Instructions to follow - If an entry contains a picture, omit that picture and transcribe everything else exactly.

++++++++++++++++++++

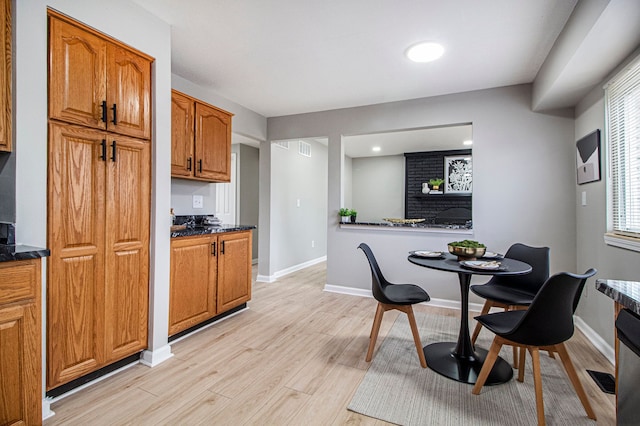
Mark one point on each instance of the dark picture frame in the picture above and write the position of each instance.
(588, 158)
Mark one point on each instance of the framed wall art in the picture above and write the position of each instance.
(458, 174)
(588, 158)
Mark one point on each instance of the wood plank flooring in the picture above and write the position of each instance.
(296, 356)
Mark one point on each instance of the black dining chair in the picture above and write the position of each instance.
(546, 325)
(515, 291)
(393, 296)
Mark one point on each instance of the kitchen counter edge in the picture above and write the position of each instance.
(206, 230)
(626, 293)
(13, 252)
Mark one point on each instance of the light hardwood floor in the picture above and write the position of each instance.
(295, 357)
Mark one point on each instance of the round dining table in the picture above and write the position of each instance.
(460, 360)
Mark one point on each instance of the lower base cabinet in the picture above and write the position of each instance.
(210, 274)
(20, 343)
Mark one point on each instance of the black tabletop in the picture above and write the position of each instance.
(450, 263)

++++++++++++++++++++

Written answer -
Mark one point on each instance of the dark picture frame in the picture above and write the position of each instance.
(588, 158)
Mark one point on each instance of the framed wall art in the picture above and write the position of each instance.
(458, 174)
(588, 158)
Mark one point on each instance of the wood plank flooring in the picture above and write the position of each instance.
(296, 356)
Mark one point on each instance of the black dining chair in the picture above and write the position of each instance.
(546, 325)
(515, 291)
(393, 296)
Mark one point on each instance of the kitchen counter edge in the picture above and write the position of each instance.
(206, 230)
(626, 293)
(13, 252)
Mark one point on each instance of the light hardwood floor in the picture above and write the position of each instance.
(295, 357)
Mark one point on each instance of the round dining table in the picture above and write the position of each instance.
(460, 360)
Mark one point on each instance of the lower base cabinet in the picture above and write the position of each instance.
(210, 274)
(20, 343)
Mark one point on each instance of the black tabletop in the picture above and write the position of each instance.
(450, 263)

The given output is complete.